» Written request:
Reproduce the data below with every occurrence of "photograph" renamed to "image" and all other text left unchanged. Omit the pictures from the output.

###

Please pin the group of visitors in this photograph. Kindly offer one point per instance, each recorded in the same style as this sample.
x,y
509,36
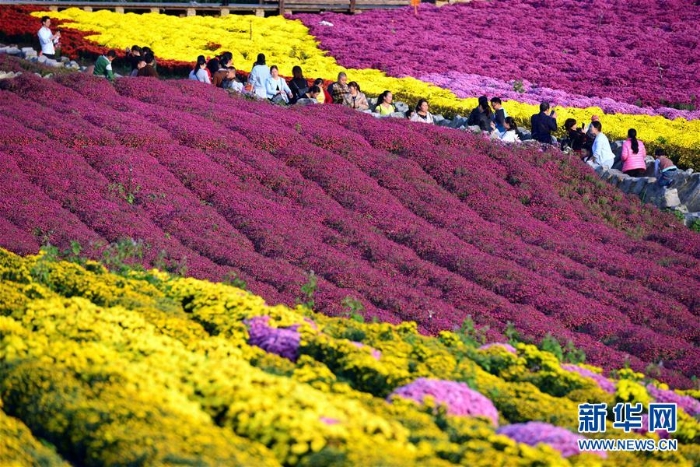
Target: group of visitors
x,y
265,82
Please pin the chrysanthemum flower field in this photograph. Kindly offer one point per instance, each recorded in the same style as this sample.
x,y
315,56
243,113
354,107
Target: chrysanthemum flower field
x,y
634,64
193,278
146,368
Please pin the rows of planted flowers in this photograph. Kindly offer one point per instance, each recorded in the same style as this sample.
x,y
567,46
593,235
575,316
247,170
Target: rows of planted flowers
x,y
633,97
150,369
391,214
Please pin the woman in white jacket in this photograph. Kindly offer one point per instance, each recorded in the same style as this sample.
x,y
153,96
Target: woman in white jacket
x,y
258,76
199,73
276,87
511,133
421,114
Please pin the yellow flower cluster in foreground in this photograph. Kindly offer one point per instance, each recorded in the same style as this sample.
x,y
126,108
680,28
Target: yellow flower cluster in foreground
x,y
287,43
150,369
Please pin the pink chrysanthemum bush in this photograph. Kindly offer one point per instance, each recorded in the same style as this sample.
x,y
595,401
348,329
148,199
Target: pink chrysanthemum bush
x,y
413,222
457,398
146,367
534,433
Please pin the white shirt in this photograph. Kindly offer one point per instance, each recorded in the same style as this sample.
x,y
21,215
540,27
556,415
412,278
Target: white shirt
x,y
202,76
257,78
417,118
602,152
272,85
47,41
509,136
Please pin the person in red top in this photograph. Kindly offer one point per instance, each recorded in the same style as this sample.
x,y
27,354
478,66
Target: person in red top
x,y
633,155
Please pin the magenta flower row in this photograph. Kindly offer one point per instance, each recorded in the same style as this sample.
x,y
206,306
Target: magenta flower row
x,y
534,433
418,223
633,52
458,398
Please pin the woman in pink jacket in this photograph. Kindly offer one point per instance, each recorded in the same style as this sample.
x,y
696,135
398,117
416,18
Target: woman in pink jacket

###

» Finished answer:
Please pin the group of visitors in this image. Kindly offer one point per instance, each recorded in the same style as this sample.
x,y
509,36
Target: group of visitors
x,y
265,82
Please pin the chrysanthemum flower field in this image. Kindly offer one point per instance, each recorded in the same style as this sample.
x,y
315,56
243,113
354,107
Target: chrysanthemum flower field
x,y
634,64
193,278
146,368
Please pin the rows of planted flowers in this image. Kindly offer one point per instance, each recorded in the same style as this sample.
x,y
567,46
593,235
575,316
247,170
Target: rows of planted flowers
x,y
633,97
150,369
391,214
Please pin the woman in white jacket in this image. Kindly offer one point per instance, each recorded in the same style as this sample.
x,y
153,96
Target: woman in white jacket
x,y
258,76
199,73
276,87
511,133
421,114
Please pin the yellow flower cluster in foreground in this image. Kindly offer one point per instance, each recorded in the same style as this sample.
x,y
126,108
680,28
Target: yellow flower cluster in foreground
x,y
287,43
150,369
Please pin the pink chrysanthemum bush in this image. Kindly offer one point per instance, each recorded in the same style as this sample.
x,y
595,401
348,329
148,199
Target: pink chrysanthemum bush
x,y
413,222
457,398
146,367
534,433
Please pin the white shirt in this image. Kindly offer one point per instance, each recorded in the same style as this sample.
x,y
21,215
540,27
556,415
412,278
Target: white shirt
x,y
202,76
257,78
417,118
602,152
272,85
47,41
509,136
Please pin the person in red top in this image. Kindly offer one point per instance, each recorded in the same style as this sample.
x,y
27,354
478,66
Target: person in red top
x,y
633,155
Please pin the magenta flower row in this image. Kindly offer one point per instance, each recorded in the same style as this sample.
x,y
206,306
Target: magenta flower row
x,y
534,433
418,223
633,52
458,398
Please pin the woman in pink jacket in this image. Kindly offer one point per instance, each recorded in the same style as this sample.
x,y
696,135
398,117
416,18
Target: woman in pink jacket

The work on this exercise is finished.